## Actions demandées
1. Dans le bloc de texte, recopiez mot pour mot tout le passage qui va de « Le 26 novembre » jusqu'à « du Code civil. ».
2. D'après le bloc de texte, à quelle date la cour du travail de Liège a-t-elle rendu l'arrêt contre lequel le pourvoi est dirigé ?

───── Bloc de texte

Belgique | Belgique, Cour de cassation, 16 décembre 2019, S.19.0046.F


Cour de cassation de Belgique
Arrêt
N° S.19.0046.F
OFFICE NATIONAL DE L'EMPLOI, établissement public, dont le siège est établi à Bruxelles, boulevard de l'Empereur, 7, inscrit à la banque-carrefour des entreprises sous le numéro 0206.737.484,
demandeur en cassation,
représenté par Maître Paul Alain Foriers, avocat à la Cour de cassation, dont le cabinet est établi à Bruxelles, avenue Louise, 149, où il est fait élection de domicile,

contre

É. F.,
défendeur en cassation,

en présence de

UNION NATIONALE DES MUTUALITÉS

SOCIALISTES, dont le siège est établi à Bruxelles, rue Saint-Jean, 32-38, inscrite à la banque-carrefour des...

Cour de cassation de Belgique
Arrêt
N° S.19.0046.F
OFFICE NATIONAL DE L'EMPLOI, établissement public, dont le siège est établi à Bruxelles, boulevard de l'Empereur, 7, inscrit à la banque-carrefour des entreprises sous le numéro 0206.737.484,
demandeur en cassation,
représenté par Maître Paul Alain Foriers, avocat à la Cour de cassation, dont le cabinet est établi à Bruxelles, avenue Louise, 149, où il est fait élection de domicile,

contre

É. F.,
défendeur en cassation,

en présence de

UNION NATIONALE DES MUTUALITÉS SOCIALISTES, dont le siège est établi à Bruxelles, rue Saint-Jean, 32-38, inscrite à la banque-carrefour des entreprises sous le numéro 0411.724.220,
partie appelée en déclaration d'arrêt commun.

I. La procédure devant la Cour
Le pourvoi en cassation est dirigé contre l'arrêt rendu le 7 mai 2019 par la cour du travail de Liège.
Le 26 novembre 2019, l'avocat général Jean Marie Genicot a déposé des conclusions au greffe.
Le président de section Christian Storck a fait rapport et l'avocat général Jean Marie Genicot a été entendu en ses conclusions.

II. Le moyen de cassation
Le demandeur présente un moyen libellé dans les termes suivants :

Dispositions légales violées

- article 1410, § 4, du Code judiciaire, avant sa modification par l'arrêté royal du 15 mai 2018 ;
- articles 1244, alinéa 2, et 1292 du Code civil.

──────────
───── Extraits des entrées

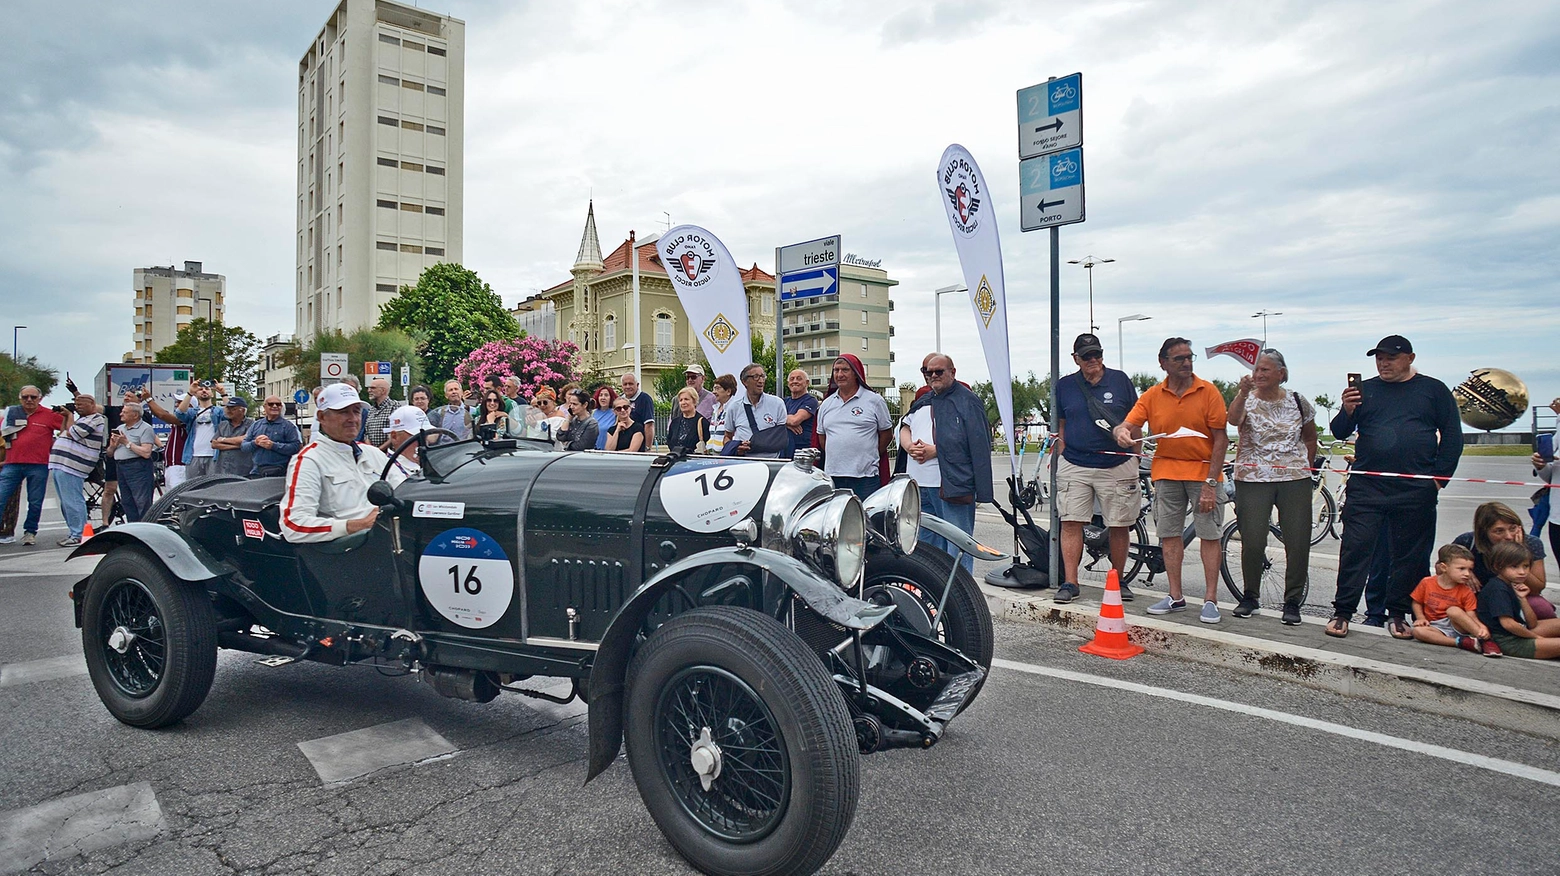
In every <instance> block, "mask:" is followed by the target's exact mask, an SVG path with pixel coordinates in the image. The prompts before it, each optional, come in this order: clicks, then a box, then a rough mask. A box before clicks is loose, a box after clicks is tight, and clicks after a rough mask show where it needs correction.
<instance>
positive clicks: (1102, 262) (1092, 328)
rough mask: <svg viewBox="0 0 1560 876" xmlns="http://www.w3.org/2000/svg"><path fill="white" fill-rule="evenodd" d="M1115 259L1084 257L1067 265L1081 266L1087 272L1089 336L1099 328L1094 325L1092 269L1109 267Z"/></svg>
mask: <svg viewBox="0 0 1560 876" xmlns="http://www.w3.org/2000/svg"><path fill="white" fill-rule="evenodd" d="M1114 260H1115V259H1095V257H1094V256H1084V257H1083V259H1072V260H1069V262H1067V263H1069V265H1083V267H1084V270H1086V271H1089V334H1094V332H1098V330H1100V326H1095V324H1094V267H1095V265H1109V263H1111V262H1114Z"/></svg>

──────────
───── Extraits des entrées

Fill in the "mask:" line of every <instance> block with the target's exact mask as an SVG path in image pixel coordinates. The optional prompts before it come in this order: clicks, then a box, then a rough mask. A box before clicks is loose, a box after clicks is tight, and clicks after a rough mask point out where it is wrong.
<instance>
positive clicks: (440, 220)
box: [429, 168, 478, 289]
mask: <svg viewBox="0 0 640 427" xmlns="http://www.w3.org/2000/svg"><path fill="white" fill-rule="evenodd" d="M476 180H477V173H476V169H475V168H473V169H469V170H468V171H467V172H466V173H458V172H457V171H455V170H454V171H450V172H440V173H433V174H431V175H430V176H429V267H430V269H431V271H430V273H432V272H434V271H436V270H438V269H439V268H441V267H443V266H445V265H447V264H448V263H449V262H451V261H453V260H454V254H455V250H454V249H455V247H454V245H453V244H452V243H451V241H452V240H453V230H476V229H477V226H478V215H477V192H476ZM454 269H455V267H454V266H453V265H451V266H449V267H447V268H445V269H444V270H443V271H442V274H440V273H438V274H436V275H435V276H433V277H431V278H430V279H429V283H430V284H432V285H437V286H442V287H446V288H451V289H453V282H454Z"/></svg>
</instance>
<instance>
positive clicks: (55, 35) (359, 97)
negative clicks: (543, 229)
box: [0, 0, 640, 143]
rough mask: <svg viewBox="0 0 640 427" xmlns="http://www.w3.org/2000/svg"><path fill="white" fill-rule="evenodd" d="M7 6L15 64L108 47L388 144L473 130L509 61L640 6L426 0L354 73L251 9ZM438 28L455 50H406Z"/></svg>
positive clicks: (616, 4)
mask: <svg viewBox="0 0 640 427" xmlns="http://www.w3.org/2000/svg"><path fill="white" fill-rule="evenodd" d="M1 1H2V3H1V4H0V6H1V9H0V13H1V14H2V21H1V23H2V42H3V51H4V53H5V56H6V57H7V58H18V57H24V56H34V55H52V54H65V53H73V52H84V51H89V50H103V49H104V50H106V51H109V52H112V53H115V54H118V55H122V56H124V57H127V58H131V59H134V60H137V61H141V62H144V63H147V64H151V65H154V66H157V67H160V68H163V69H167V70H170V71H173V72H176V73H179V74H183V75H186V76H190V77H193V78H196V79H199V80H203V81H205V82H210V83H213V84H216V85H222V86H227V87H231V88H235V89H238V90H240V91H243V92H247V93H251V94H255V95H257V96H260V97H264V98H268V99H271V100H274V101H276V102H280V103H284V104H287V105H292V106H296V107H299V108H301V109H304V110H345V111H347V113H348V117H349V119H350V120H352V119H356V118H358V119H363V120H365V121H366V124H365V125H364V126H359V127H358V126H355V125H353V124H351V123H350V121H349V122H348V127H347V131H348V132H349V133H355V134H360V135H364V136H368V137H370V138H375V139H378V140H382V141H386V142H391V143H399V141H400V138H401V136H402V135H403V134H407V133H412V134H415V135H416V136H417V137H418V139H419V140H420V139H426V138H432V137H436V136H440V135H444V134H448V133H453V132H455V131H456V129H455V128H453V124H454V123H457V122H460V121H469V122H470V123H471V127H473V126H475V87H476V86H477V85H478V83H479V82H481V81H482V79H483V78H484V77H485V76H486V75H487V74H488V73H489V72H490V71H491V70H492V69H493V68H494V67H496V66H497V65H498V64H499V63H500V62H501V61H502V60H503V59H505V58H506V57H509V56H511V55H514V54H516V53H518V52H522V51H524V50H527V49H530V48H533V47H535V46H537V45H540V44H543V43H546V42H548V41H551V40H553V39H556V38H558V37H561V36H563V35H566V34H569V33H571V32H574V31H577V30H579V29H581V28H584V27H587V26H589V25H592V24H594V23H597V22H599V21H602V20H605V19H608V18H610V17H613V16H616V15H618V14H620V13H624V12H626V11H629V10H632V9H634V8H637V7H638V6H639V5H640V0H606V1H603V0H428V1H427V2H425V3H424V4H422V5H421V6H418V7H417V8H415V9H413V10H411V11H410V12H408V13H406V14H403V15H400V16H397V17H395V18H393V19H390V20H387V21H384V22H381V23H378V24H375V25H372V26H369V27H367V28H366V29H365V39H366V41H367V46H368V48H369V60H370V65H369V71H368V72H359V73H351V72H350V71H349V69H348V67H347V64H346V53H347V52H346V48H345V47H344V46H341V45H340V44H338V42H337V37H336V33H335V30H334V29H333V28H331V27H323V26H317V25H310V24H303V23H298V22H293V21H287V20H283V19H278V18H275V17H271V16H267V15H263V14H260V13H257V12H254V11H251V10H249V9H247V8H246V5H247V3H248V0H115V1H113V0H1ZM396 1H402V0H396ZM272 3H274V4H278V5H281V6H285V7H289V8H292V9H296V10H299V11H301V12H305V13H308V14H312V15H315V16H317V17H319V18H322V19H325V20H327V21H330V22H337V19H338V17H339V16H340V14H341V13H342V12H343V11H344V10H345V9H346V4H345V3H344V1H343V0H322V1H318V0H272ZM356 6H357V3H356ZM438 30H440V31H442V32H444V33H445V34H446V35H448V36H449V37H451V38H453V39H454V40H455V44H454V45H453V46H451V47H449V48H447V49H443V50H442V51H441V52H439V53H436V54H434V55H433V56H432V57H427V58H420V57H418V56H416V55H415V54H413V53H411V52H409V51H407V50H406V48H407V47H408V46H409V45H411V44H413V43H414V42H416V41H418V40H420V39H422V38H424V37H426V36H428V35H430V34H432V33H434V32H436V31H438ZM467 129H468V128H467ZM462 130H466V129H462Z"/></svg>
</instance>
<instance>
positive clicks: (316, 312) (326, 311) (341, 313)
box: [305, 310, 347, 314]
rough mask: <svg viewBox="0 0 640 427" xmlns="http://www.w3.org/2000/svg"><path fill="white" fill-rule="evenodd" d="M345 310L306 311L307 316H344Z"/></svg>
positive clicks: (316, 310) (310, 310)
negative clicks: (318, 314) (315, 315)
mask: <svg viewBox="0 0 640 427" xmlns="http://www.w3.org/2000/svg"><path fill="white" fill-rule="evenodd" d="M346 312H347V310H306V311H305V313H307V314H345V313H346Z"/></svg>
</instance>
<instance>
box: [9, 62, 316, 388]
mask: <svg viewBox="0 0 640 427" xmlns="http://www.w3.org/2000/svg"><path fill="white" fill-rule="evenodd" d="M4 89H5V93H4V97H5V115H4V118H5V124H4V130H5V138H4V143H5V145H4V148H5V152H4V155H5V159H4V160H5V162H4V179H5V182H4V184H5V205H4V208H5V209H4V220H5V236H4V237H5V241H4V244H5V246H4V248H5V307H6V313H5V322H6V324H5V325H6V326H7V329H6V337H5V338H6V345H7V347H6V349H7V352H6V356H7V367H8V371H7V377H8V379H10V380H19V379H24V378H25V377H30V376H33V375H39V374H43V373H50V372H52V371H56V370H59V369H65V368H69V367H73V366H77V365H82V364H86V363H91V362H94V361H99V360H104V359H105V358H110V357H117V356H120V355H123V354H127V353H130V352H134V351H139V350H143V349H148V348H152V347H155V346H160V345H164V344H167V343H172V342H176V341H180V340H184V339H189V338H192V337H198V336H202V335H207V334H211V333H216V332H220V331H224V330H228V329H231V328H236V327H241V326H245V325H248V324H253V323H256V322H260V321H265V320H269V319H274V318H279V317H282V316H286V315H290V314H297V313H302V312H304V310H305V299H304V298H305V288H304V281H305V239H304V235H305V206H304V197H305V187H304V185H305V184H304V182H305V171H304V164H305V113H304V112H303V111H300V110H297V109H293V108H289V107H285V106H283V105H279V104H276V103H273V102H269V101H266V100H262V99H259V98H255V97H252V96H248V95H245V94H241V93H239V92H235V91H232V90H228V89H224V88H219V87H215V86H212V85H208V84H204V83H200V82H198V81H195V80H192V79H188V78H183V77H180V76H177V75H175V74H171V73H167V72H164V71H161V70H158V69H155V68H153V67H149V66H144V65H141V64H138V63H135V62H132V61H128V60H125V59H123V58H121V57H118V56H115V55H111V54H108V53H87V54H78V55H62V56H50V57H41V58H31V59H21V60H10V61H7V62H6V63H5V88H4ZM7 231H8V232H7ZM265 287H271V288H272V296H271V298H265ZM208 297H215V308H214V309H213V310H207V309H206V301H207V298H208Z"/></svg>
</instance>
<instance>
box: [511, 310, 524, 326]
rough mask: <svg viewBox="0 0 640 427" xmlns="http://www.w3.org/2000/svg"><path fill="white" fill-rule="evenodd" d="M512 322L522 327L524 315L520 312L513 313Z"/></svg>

──────────

## Réponses aux exercices
1.
Le 26 novembre 2019, l'avocat général Jean Marie Genicot a déposé des conclusions au greffe.
Le président de section Christian Storck a fait rapport et l'avocat général Jean Marie Genicot a été entendu en ses conclusions.

II. Le moyen de cassation
Le demandeur présente un moyen libellé dans les termes suivants :

Dispositions légales violées

- article 1410, § 4, du Code judiciaire, avant sa modification par l'arrêté royal du 15 mai 2018 ;
- articles 1244, alinéa 2, et 1292 du Code civil.

2. Le 7 mai 2019.